-- BEGIN Data supplied --

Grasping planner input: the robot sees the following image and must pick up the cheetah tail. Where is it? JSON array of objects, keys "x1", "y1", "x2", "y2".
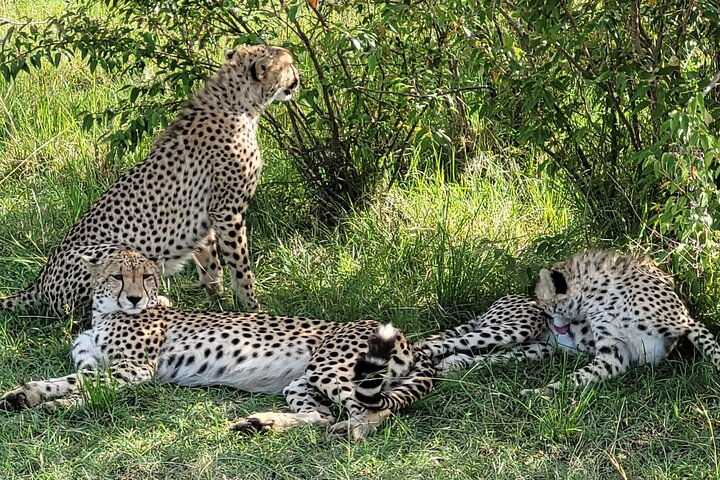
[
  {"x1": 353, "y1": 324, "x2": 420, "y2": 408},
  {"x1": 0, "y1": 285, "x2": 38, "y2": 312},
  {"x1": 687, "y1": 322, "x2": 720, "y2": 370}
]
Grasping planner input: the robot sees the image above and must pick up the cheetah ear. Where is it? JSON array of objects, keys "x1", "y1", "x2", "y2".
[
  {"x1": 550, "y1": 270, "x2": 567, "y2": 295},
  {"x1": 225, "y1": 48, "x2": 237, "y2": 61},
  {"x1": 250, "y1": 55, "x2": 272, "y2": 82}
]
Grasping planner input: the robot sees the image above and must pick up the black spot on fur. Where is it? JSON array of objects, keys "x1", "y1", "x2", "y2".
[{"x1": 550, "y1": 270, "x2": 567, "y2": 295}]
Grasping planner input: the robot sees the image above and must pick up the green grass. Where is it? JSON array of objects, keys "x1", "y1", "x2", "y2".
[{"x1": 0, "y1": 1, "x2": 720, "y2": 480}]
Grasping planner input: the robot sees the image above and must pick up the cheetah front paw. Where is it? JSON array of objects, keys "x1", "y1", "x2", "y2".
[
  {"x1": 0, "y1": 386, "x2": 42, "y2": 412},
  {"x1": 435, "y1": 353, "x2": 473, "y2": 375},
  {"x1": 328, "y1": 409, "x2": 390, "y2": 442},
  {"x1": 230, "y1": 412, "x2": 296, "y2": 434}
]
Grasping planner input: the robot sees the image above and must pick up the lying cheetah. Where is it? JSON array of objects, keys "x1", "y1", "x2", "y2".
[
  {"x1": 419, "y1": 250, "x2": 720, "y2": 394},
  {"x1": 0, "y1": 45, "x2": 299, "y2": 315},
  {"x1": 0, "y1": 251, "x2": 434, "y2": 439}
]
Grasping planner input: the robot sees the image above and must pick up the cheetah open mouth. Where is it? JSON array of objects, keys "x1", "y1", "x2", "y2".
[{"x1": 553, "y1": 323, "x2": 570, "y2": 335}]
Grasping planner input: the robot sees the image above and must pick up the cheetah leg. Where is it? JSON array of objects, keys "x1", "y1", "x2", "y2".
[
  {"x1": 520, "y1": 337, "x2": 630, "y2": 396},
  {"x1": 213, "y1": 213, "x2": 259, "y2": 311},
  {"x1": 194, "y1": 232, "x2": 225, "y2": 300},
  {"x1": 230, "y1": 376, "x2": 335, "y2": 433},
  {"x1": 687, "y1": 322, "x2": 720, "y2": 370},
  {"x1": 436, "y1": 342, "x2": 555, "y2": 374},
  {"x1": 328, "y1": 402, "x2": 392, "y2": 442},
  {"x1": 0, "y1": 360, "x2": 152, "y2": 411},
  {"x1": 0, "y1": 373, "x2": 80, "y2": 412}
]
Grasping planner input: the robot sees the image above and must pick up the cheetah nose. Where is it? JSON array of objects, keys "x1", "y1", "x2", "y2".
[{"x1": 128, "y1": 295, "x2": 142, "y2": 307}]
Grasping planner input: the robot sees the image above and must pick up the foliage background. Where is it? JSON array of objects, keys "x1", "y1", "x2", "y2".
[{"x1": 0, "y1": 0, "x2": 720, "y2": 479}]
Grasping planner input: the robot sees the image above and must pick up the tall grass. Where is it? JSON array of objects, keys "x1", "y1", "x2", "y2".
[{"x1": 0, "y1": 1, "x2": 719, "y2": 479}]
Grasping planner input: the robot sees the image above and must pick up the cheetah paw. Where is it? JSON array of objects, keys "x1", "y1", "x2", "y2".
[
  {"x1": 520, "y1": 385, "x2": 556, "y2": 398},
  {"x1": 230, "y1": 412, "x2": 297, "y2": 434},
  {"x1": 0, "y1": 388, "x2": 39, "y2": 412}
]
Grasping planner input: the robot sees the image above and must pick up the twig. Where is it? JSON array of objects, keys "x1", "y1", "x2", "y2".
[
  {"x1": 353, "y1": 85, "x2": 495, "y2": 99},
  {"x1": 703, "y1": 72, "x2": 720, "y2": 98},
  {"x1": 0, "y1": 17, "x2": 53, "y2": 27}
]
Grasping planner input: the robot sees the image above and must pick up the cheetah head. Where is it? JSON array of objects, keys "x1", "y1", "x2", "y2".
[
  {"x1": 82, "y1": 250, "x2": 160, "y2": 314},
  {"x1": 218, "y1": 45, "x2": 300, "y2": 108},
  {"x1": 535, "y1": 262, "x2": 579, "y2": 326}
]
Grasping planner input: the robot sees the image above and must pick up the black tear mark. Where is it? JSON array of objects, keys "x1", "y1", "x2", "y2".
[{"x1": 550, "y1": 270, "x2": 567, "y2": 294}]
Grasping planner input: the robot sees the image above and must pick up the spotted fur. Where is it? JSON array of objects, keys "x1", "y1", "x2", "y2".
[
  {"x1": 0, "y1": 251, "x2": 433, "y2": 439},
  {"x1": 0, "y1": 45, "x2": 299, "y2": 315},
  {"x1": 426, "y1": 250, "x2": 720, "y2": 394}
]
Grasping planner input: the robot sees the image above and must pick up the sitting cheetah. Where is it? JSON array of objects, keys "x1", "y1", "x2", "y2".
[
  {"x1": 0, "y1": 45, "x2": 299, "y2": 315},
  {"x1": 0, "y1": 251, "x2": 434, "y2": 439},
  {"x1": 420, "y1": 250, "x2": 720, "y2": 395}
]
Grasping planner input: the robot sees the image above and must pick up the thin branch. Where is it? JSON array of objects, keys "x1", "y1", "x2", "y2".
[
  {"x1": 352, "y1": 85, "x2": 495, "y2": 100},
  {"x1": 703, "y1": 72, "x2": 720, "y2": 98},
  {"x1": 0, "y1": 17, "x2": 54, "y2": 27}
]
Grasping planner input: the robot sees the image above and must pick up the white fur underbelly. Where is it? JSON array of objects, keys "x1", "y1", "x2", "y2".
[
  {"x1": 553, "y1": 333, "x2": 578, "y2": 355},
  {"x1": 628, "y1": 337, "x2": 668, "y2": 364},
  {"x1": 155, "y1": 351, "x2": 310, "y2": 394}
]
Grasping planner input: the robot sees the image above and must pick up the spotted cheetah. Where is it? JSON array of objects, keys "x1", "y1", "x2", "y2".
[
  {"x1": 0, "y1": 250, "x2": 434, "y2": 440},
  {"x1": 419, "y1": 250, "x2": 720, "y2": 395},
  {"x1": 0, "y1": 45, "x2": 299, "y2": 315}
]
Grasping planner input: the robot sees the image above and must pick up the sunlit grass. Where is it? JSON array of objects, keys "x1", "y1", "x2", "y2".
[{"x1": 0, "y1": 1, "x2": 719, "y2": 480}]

-- END Data supplied --

◆ **What you have to do**: Identify every line in the records above that contains the string "grass" and copy each of those lines in full.

◆ **Full answer**:
Grasping planner input: the robot sees the image above and must pick up the green grass. Where is it? JSON array of objects, keys "x1", "y1", "x2", "y2".
Grasping planner input: the robot sees the image above and must pick up the tall grass. Where is it? JSON array of objects, keys "x1", "y1", "x2", "y2".
Grasping planner input: the robot sees the image above and must pick up the sunlit grass. Where is it? JSON array of objects, keys "x1", "y1", "x2", "y2".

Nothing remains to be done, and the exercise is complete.